> **Supplied records**:
^^^^^^^^^^^^^^^^

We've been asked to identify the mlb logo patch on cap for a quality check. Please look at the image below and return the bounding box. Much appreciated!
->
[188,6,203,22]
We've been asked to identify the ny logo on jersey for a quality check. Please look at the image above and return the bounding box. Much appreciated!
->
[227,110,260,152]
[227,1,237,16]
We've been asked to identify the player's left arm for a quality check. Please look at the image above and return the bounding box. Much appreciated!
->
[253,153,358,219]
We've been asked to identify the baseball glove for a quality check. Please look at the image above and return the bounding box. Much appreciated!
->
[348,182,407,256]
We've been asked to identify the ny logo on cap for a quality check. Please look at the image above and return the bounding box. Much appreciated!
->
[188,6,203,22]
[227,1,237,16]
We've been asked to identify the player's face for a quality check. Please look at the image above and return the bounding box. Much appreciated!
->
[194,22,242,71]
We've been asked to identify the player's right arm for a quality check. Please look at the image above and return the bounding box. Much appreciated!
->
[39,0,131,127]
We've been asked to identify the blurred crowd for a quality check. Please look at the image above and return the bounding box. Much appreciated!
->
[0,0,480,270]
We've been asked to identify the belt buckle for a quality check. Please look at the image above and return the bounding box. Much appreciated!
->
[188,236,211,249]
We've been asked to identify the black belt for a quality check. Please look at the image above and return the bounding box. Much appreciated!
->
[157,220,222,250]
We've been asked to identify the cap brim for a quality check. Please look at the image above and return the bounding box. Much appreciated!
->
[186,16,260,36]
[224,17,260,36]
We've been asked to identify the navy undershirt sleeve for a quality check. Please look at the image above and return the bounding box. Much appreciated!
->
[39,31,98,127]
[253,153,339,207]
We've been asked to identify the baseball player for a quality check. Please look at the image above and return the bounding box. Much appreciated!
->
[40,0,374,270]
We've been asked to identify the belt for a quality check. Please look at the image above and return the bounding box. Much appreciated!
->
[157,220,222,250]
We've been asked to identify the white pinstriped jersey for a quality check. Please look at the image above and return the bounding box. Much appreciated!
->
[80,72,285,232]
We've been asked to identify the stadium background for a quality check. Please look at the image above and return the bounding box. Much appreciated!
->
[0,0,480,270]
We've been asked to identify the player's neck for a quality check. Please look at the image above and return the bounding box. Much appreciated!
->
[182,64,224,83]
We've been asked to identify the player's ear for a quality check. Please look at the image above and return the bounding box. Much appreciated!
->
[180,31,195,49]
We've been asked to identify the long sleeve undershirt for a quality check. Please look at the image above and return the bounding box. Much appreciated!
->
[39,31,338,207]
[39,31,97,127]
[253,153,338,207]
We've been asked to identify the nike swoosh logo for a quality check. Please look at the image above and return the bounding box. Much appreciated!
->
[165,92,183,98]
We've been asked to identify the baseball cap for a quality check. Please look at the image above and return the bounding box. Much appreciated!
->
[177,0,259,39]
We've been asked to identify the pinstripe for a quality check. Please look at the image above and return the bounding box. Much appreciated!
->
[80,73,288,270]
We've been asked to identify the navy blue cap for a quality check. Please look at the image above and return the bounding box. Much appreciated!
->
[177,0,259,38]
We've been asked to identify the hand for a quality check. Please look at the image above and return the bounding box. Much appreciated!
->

^^^^^^^^^^^^^^^^

> **Do this**: Reproduce only the lines of the listing from the line with "We've been asked to identify the player's ear" to the line with "[165,92,183,98]", requests included. Scale each bounding box coordinate in the answers by 2.4 and round to whole numbers, with halves going up.

> **Completed exercise**:
We've been asked to identify the player's ear for a quality check. Please look at the image above and return the bounding box. Much appreciated!
->
[432,74,468,118]
We've been asked to identify the long sleeve undershirt for a quality check. Please look at the image above and return the bounding box. Much appreciated!
->
[94,74,811,497]
[94,74,233,305]
[607,367,811,497]
We've been asked to identify the nike swoosh logo for a quality check. Please look at the image above and return the bounding box. Much appreciated!
->
[396,221,439,235]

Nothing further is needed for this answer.